And what content does he mainly cover?

WWE, weekly reviews of raw and smackdown and old wwe ppvs, which is supposedly one of the selling points of the network, watching old wwe shows

"I don't think crunchy roll is competion to the WWE."

So correct me if i'm wrong, but did or did not new day come out at a wrestlemania in saiyan battle armor?

I'm QUITE sure pro wrestling and fucking anime and comic books have a HUGE amount of correlated fans

Especially in this era, where being a goddamn nerd is now socially acceptable


----------



## Kimwun

R=G said:


> "I'm not sure what is your point there. Wrestling with wregeret is a review channel and list guy. "
> 
> And what content does he mainly cover?
> 
> WWE, weekly reviews of raw and smackdown and old wwe ppvs, which is supposedly one of the selling points of the network, watching old wwe shows
> 
> "I don't think crunchy roll is competion to the WWE."
> 
> So correct me if i'm wrong, but did or did not new day come out at a wrestlemania in saiyan battle armor?
> 
> I'm QUITE sure pro wrestling and fucking anime and comic books have a HUGE amount of correlated fans
> 
> Especially in this era, where being a goddamn nerd is now socially acceptable


I whole heartily agree with you on these two points. It's been nice having a debate with someone like you.


----------



## Raw-Is-Botchamania

ShowStopper said:


> This was alittle bit more loaded than your usual/average Raw.
> 
> I expected higher with an advertised Brock appearance and Cena/Reigns, which was a pretty long segment. They also had no competition last night. Not good.
> 
> This number is also down from last year's Raw at this time. So, they still keep decreasing from year to year for each week.


Nah, it's just that a few hundred thousand got their cord cut, who coincidentally also watched Raw on a regular basis.

Any other claim of popularity decline is clearly ill intention, WWE is as popular as ever.



Littbarski said:


> Only wrestling fans would consider being #1 on cable bad.


Only wrestling fans would neglect business numbers because of their inferiority complex.


----------



## A-C-P

They are throwing just about everything they can to try and garner interest to try and keep people watching once the MNF starts after Labor Day


----------



## Raw-Is-Botchamania

I just want to point out that Cena's move to Raw didn't help Raw, but only hurt Smackdown.

Old man, you gotta go home.


----------



## validreasoning

Last year's raw on this date had the universal title fatal four way match after Balor vacated title previous week with HHH's return for the first time since mania 32 so last years show was more loaded.

As for numbers.

> [What to do]
1) Reproduce the passage of the wrestling forum thread starting with "Old man, you" and going on through "As for numbers.".
2) Answer these questions about the wrestling forum thread:
(a) In the post quoted from ShowStopper, whose advertised appearance raised expectations for the Raw?
(b) According to A-C-P, what starts after Labor Day?
(c) According to validreasoning, which match was on last year's Raw on this date?
The material has no connection to the wrestling forum thread.

> [Rows from a pointing dataset]
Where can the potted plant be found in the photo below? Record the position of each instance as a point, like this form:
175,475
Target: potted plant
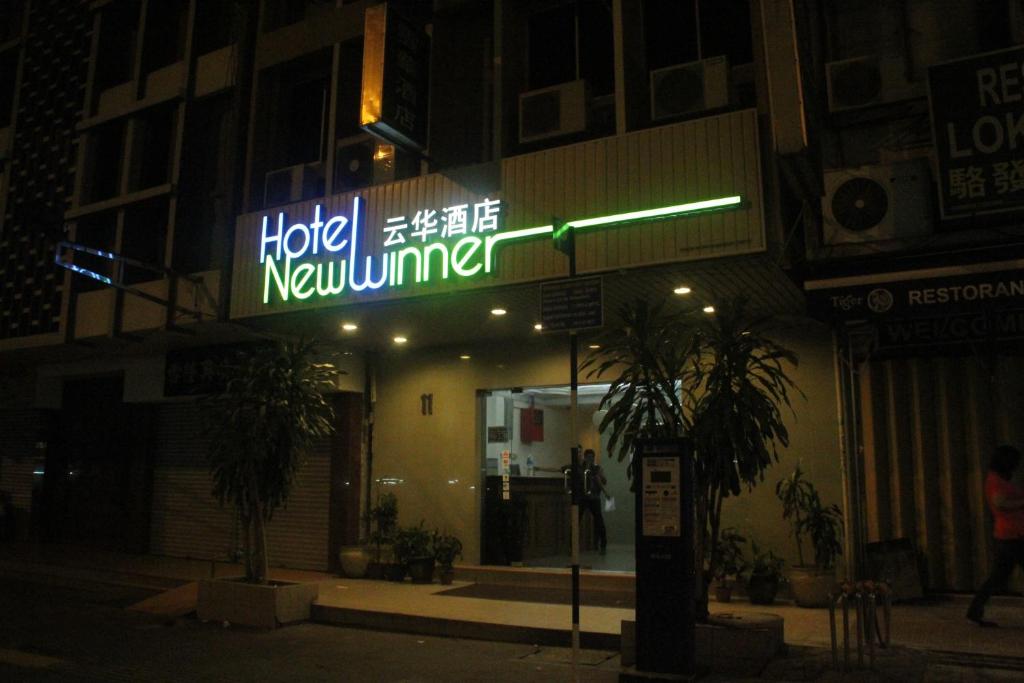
764,572
728,562
412,551
269,415
822,524
718,379
446,548
383,524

> [Task solutions]
1)
Old man, you gotta go home.


----------



## validreasoning

Last year's raw on this date had the universal title fatal four way match after Balor vacated title previous week with HHH's return for the first time since mania 32 so last years show was more loaded.

As for numbers.

2)
(a) Brock's
(b) MNF
(c) The universal title fatal four way match